▶ _SUPPLIED DATA_
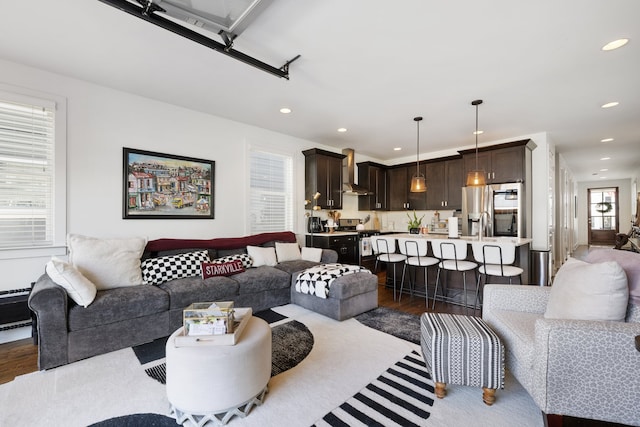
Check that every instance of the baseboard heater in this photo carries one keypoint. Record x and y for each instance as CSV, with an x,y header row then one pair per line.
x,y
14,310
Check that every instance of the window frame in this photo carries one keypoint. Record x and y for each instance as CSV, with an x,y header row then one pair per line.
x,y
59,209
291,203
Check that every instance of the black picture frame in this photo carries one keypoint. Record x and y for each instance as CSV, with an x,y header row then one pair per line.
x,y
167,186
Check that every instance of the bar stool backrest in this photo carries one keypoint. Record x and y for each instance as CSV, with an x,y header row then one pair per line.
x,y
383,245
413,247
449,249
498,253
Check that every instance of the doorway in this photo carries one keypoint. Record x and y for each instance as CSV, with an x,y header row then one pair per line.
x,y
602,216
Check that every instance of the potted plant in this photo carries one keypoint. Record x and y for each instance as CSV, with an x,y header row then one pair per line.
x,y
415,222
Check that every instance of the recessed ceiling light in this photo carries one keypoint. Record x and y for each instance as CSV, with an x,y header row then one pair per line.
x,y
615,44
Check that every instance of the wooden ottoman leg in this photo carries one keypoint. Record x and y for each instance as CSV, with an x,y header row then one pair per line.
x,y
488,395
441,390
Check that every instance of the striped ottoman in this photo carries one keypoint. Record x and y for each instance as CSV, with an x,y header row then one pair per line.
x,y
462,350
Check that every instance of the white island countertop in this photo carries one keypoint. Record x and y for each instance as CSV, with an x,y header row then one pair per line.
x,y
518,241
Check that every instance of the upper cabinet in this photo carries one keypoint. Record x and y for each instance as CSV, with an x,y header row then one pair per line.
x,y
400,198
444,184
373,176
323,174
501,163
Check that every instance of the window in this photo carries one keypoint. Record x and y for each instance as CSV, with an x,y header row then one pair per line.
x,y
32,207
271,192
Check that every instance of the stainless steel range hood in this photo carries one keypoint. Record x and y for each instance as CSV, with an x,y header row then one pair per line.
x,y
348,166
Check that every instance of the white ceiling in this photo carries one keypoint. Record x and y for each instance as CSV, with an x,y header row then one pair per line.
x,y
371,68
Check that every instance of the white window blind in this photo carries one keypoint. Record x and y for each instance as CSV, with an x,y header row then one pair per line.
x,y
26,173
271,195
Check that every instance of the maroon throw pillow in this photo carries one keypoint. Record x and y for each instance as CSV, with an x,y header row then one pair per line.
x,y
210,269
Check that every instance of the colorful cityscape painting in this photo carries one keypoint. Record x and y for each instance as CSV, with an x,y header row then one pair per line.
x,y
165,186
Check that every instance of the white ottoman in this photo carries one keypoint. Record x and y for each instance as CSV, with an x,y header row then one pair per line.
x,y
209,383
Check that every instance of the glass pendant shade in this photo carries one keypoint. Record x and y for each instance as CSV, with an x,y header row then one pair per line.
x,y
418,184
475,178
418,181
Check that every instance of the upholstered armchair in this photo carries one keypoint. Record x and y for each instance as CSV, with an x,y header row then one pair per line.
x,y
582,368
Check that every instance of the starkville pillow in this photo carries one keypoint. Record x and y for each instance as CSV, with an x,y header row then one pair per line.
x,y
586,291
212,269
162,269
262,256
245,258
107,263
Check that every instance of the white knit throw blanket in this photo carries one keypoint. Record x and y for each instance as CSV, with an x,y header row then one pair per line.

▶ _WHAT IS NEEDED_
Type out all of the records exactly, leaving out any picture.

▶ _WRITTEN RESPONSE_
Check that every instance of the baseboard heater in this photo carries one keypoint. Record x and y for each instance as CSV, with an x,y header row then one pair per line.
x,y
14,310
Check that every instance of the window frame in this photo carries one keypoint. Record x and y for each instance as CSV, with an x,y header row then one pair per line.
x,y
59,209
291,203
Check that every instance of the black picture frame in this photo carries one keypoint. Record x and y for each instance as CSV, with an x,y header row then one pair per line.
x,y
167,186
Check that every instance of the bar stool backrest in this photo carries one keypoint. Record x and y for each instance as CSV, with an x,y header row then one pair per line.
x,y
383,245
413,247
449,249
498,253
Check that every instance of the doorway in this photo carries one keypoint. Record x and y for each instance as CSV, with an x,y header row then one pair per line.
x,y
602,216
Check that every instance of the potted plant in this photo carries one keypoint. Record x and y for each instance as CSV, with an x,y header row then one pair per line.
x,y
415,222
Check that every instance of the recessed ceiling light in this photo carries one keypoint. Record x and y for each instance as CSV, with an x,y header row then one pair per line.
x,y
615,44
Check that every instance of the wooden ottoman leg in this photo carries one keypoint. Record x and y for each instance as CSV, with an x,y header row then one pair per line.
x,y
488,395
441,390
Check that every instance of the striped ottoman in this photo carries one keypoint. Record x and y for each instance as CSV, with an x,y header row then one pair per line.
x,y
462,350
Check that every instance of the white island countertop in this photo carries one keypoint. Record x and y for each instance as CSV, with an x,y header row then one pair per line.
x,y
518,241
Check that every instance of the upper cabinet in this photo carries one keypoint. Record x and y for each instance as CSV, with an x,y header row then one pair per line.
x,y
400,198
444,184
373,176
323,174
501,163
Check that every instance of the window in this photo carries one keypoint. Record x and y for each instance as CSV, with an x,y header row then one pair per line.
x,y
32,207
271,192
Check that every instance of the stainless steel range hood in this photo carries one keypoint. Record x and y for each instance as CSV, with an x,y header row then one pair per line.
x,y
348,166
Check that every instance of the white ceiling in this photo carries one keypoint. Record x and y for each instance as CSV, with an x,y header row then one pair per line.
x,y
371,68
Check that every instance of the white window blind in this photo carries one keypoint. Record x and y for each instance as CSV, with an x,y header row then one pair per line.
x,y
26,173
271,195
Check that every instance of the maroon throw pillow in this photo carries one keypoint. Record x and y for each instance as CSV, with an x,y header row then one pair per line.
x,y
210,269
Check that every instance of the colorful cityscape painting in this photo carries one keypoint. Record x and y for each instance as CSV, with an x,y header row then one pair per line.
x,y
165,186
Check that every instance of the white ottoman in this photo carries one keypoint. Record x and y for each instance as CSV, with an x,y header row then one pair per line.
x,y
209,383
Check that every instance of the glass pendant shade in this photo carries one keypoint. Record x and y for each instance as CSV, with an x,y header row then one pair per line.
x,y
418,184
475,178
418,181
Check that every instance of the upholstered armchair in this photo carries one keypoint. Record x and y for each instance as CSV, with an x,y header row then one pair per line.
x,y
582,368
Check that every instance of the starkville pillow in this photo carries one keypoint. Record x and y for each instance as CSV, with an x,y header row then one pair per line.
x,y
586,291
212,269
162,269
262,256
245,258
107,263
Check that every instance of the white knit throw blanket in this photo carries one keypoint. Record x and y for each instance as CSV, with an x,y header row then one pair per line.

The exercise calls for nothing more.